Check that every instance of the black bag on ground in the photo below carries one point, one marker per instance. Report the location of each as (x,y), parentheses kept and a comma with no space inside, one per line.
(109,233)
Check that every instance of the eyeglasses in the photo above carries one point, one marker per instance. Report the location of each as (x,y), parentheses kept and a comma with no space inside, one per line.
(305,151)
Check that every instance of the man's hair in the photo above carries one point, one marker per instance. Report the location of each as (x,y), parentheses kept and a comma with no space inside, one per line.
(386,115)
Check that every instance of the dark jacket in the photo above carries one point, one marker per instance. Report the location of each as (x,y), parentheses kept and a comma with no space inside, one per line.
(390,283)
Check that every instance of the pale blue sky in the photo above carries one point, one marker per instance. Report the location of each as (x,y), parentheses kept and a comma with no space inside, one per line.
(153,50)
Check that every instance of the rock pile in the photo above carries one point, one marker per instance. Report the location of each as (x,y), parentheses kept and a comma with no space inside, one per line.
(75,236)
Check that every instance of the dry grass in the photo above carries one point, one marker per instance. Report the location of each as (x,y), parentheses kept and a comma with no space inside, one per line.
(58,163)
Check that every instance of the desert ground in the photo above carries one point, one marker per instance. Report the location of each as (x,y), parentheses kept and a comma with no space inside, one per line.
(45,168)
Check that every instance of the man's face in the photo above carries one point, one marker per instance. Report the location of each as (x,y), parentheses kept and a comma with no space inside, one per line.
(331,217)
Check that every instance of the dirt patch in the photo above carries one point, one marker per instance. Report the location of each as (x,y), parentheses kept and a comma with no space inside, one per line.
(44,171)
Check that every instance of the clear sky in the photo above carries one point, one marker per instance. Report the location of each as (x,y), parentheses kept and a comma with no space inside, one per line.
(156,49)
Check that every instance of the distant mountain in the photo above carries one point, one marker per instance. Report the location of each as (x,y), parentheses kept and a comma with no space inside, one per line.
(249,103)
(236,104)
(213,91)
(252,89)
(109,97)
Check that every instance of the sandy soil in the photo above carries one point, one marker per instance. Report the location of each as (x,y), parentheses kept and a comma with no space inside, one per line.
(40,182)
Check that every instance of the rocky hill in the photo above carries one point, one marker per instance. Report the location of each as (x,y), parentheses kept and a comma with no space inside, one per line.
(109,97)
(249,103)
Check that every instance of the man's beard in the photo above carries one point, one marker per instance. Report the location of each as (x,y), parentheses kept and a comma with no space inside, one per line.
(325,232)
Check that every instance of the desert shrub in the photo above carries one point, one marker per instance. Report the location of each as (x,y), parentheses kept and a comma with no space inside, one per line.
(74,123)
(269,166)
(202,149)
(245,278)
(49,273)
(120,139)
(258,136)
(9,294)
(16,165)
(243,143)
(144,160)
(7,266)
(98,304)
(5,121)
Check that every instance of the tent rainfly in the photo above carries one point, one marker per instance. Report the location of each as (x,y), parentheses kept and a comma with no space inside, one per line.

**What is required**
Render every line of the rows above as a JSON list of strings, one string per line, leaving out blank lines.

**Result of the task**
[
  "Check that every instance of the black bag on ground in the photo below carries one point, one marker per instance. Report the location of each as (x,y), parentheses kept and a comma with no space inside, one per line.",
  "(109,233)",
  "Check that every instance of the eyeglasses in the photo above carries one point, one marker per instance. Report the location of each as (x,y), parentheses kept and a comma with no space inside, one per line.",
  "(305,151)",
  "Check that every instance of the man's hair in the photo above carries one point, one marker per instance. Report the location of each as (x,y), parentheses kept and a comma with no space inside, one per line.",
  "(386,115)",
  "Check that every instance of the dark jacket in the photo above carries one point, one marker per instance. Report the location of each as (x,y), parentheses kept and a comma with no space inside, one per line.",
  "(390,283)",
  "Check that every instance of the pale blue sky in the photo above carries one point, one marker per instance. Report the location of each as (x,y), parentheses kept and a comma with no space inside, one per line.",
  "(153,50)",
  "Check that every instance of the rock pile in the photo above carries one point, one marker per instance. Report the location of each as (x,y), parentheses kept and a comma with no space inside, one per line.",
  "(75,236)",
  "Check that every instance of the dry grass in the photo above carries one point, one marker per instance. Report the location of each as (x,y), parentheses kept and a comma with no space inside, one per line.",
  "(58,163)",
  "Check that every instance of the desert ground in the photo above carries one point, one marker per instance. Report the location of each as (x,y), parentheses kept and a comma with no space inside, one per line.",
  "(45,168)",
  "Check that every instance of the man's face in the photo above carries one point, one marker per instance. Report the location of each as (x,y), parentheses kept and a comma with no space inside, one per line.",
  "(331,217)",
  "Check that every instance of the dirt patch in the photo above carries one point, one marker per instance. Report the location of each as (x,y), parentheses kept and a comma with no space inside, one per line.",
  "(44,171)",
  "Check that every instance of the clear sky in the photo above carries one point, one marker per instance. Report the location of each as (x,y), parentheses kept and a comma with no space inside, one per line.",
  "(156,49)",
  "Check that every instance of the distant mountain in the photo above carries one point, one marker per instance. Report the location of each as (x,y), parentheses kept and a comma with no space inside, one per line.",
  "(249,103)",
  "(236,104)",
  "(213,91)",
  "(252,89)",
  "(109,97)",
  "Check that every instance of the sandy soil in the photo above carries one point, one marker per instance. Report the location of each as (x,y), parentheses kept and a comma with no space inside, one per line.",
  "(40,182)",
  "Check that every instance of the rocky hill in the photo above carries one point, one marker per instance. Report the location of each as (x,y), parentheses kept and a comma with no space inside, one per line.",
  "(109,97)",
  "(249,103)",
  "Check that every instance of the man's beard in the photo above carries one point, one marker per instance. Report the location of each as (x,y), parentheses kept and a comma with no space inside, one per line.",
  "(325,232)",
  "Check that every instance of the desert shrub in the photo above carries one point, one marker per instance. Report the location of each as (x,y), parentheses kept and a comma with no space inside, one per line.",
  "(74,123)",
  "(269,166)",
  "(202,149)",
  "(245,278)",
  "(49,273)",
  "(120,139)",
  "(258,136)",
  "(9,294)",
  "(16,165)",
  "(243,143)",
  "(144,160)",
  "(7,266)",
  "(98,304)",
  "(5,121)",
  "Check that every instance of the tent rainfly in the photo above carries one point, one marker per instance. Report the location of each as (x,y), parentheses kept and a comma with no space inside, one per line."
]